• _QUOTED TEXT_
Book Recommendation: Commentaries on Jonah by Joseph Card. Ratzinger and Fr Paul Murray OP (Part 1)

A Journey with Jonah - The Spirituality of Bewilderment by Fr Paul Murray O.P. with God Took Pity a commentary of the Book of Jonah by Joseph Ratzinger. Word on Fire Institute, 2021.

This booklet, just 84 pages long, should be studied deeply by Catholic creative artists, especially those who appreciate poetry and literature, and are motivated to create contemporary and popular works of art that communicate accessibly the noble and beautiful truths of the Faith, so as to bring people into the Church.

Cover art: Carl Mayer, 19th century, fresco, Vienna, Austria
There are two commentaries in this book. One is by Joseph Card. Ratzinger, which was presented in 2003 as the basis for a guided lectio divina at the church of Santa Maria in Traspontina in Rome. It is only 15 pages long, but as with everything that he writes, is extremely rich and rooted in the tradition of the Church Fathers. This is an important addition, for, without a true understanding of the Church’s Holy Tradition, even the Scriptures are robbed of their authority. The other commentary, which takes up the bulk of the book, about 60 pages, is by Father Paul Murray O.P., who brings to light very similar themes but in a different way. We are presented with a range of spiritual and psychological insights throughout the centuries from a wide variety of artists and commentators, Catholic, non-Catholic Christian, Jewish, Muslim, and secular. Implicit within Fr Murray’s commentary is a template for engagement with non-Catholics through the wider culture, as he shows us how the themes of Jonah have universal meaning, and can be used to speak, potentially, to all of humanity.

He dwells on contemporary themes in this regard, and shows how the themes of Jonah might offer hope to those who are miserable in today’s world: for example, the inclination to identify as spiritual-and-not-religious (which might also be described as a phenomenon of multiple religions with a membership of one). Dissatisfied with pure materialism, and in search of a spiritual life, people look first to their own spirits in an inwardly-directed search. It is from the vantage point of our spirits that we can see, so to speak, the Holy Spirit, but so many people conflate the window with the view, and identify themselves as the god who sets the parameters for their spiritual lives. They thereby close in on themselves and exclude the very thing they yearn for, the living God.

This is the first of three articles in which I lay out a general template for evangelization and cultural renewal inspired by a reading of this short book. Who’d have thought a little book about Jonah could do this?!

• _THE TASKS_
• 1. Reproduce the part of the Jonah book recommendation starting at "Book Recommendation: Commentaries" and ending at "into the Church.".
• 2. According to the Jonah book recommendation, where was Ratzinger's commentary presented in 2003?
• 3. Continue the recommendation of the Jonah commentaries after its final sentence.
The records have nothing to do with the book recommendation.

• _DATA ROWS_
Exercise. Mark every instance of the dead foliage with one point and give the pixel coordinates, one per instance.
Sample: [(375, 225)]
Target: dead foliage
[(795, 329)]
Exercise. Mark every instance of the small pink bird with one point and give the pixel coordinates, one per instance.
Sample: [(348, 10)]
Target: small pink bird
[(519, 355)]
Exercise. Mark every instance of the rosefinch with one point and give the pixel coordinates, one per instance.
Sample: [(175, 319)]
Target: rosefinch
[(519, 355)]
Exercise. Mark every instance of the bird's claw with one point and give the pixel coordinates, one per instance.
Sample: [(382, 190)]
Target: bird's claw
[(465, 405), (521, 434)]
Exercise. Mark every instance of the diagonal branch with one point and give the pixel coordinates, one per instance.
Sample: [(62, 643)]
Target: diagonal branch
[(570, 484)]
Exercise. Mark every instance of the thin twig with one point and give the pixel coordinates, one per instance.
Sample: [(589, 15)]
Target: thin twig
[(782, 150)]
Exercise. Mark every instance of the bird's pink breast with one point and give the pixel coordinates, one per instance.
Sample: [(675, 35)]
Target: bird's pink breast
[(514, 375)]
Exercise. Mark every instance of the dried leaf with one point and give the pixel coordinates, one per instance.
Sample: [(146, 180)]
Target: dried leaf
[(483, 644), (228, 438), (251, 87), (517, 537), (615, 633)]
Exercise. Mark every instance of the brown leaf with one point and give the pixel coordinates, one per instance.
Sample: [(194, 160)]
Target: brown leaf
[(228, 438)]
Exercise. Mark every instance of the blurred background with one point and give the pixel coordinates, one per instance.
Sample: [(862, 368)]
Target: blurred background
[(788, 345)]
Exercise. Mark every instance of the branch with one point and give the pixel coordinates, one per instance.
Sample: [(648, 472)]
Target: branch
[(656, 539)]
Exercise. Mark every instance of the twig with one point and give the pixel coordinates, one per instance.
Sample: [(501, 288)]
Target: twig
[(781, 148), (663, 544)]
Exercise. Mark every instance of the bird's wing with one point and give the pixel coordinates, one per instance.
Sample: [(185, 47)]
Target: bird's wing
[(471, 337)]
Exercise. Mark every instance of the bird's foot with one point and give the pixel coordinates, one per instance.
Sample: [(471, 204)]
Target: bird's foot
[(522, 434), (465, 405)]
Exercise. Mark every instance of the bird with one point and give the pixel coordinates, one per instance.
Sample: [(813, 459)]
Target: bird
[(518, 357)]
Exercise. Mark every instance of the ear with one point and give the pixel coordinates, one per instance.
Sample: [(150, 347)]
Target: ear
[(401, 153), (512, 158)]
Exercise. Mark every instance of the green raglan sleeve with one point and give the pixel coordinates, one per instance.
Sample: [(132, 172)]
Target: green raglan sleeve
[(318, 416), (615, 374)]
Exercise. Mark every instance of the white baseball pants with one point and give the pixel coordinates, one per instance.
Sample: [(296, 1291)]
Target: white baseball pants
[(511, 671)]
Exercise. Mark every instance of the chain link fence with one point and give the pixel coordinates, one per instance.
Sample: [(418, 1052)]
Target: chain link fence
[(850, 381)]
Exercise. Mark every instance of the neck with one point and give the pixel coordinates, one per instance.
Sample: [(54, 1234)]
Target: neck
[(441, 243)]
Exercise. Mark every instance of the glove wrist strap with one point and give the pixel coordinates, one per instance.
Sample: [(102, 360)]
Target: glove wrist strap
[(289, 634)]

• _RESPONSES BY TASK_
• 1.
Book Recommendation: Commentaries on Jonah by Joseph Card. Ratzinger and Fr Paul Murray OP (Part 1)

A Journey with Jonah - The Spirituality of Bewilderment by Fr Paul Murray O.P. with God Took Pity a commentary of the Book of Jonah by Joseph Ratzinger. Word on Fire Institute, 2021.

This booklet, just 84 pages long, should be studied deeply by Catholic creative artists, especially those who appreciate poetry and literature, and are motivated to create contemporary and popular works of art that communicate accessibly the noble and beautiful truths of the Faith, so as to bring people into the Church.

• 2. At the church of Santa Maria in Traspontina in Rome.

• 3.
I want to explain this in some detail, and so I will present this review in three parts focusing in turn on:

1. The message of Jonah
2. The evidence, through the example of many commentators, of the universal appeal of this message through time and hence its potential to connect to people today
3. How this message of hope and joy can be communicated via contemporary culture, and the importance of the study of great works of art of the past for those who are to create the contemporary culture.

The first part will be my best attempt to represent the tradition of the Church in regard to the book of Jonah, particularly as communicated through this commentary. Parts two and three, which follow in the coming weeks, will be more personal responses to the content, and will contain more of my opinions and reflections about the issues being raised.

1. A summary of the meaning of the book of Jonah
What comes through to me in reading these commentaries is just how important the book of Jonah has been in giving Christians a deeper understanding of the Faith, and, once understood, in inspiring and guiding them to go on in their mission of evangelization so as to bring all people into the Church. The book of Jonah speaks strongly of the great mercy that God has for all people who choose freely to come to Him.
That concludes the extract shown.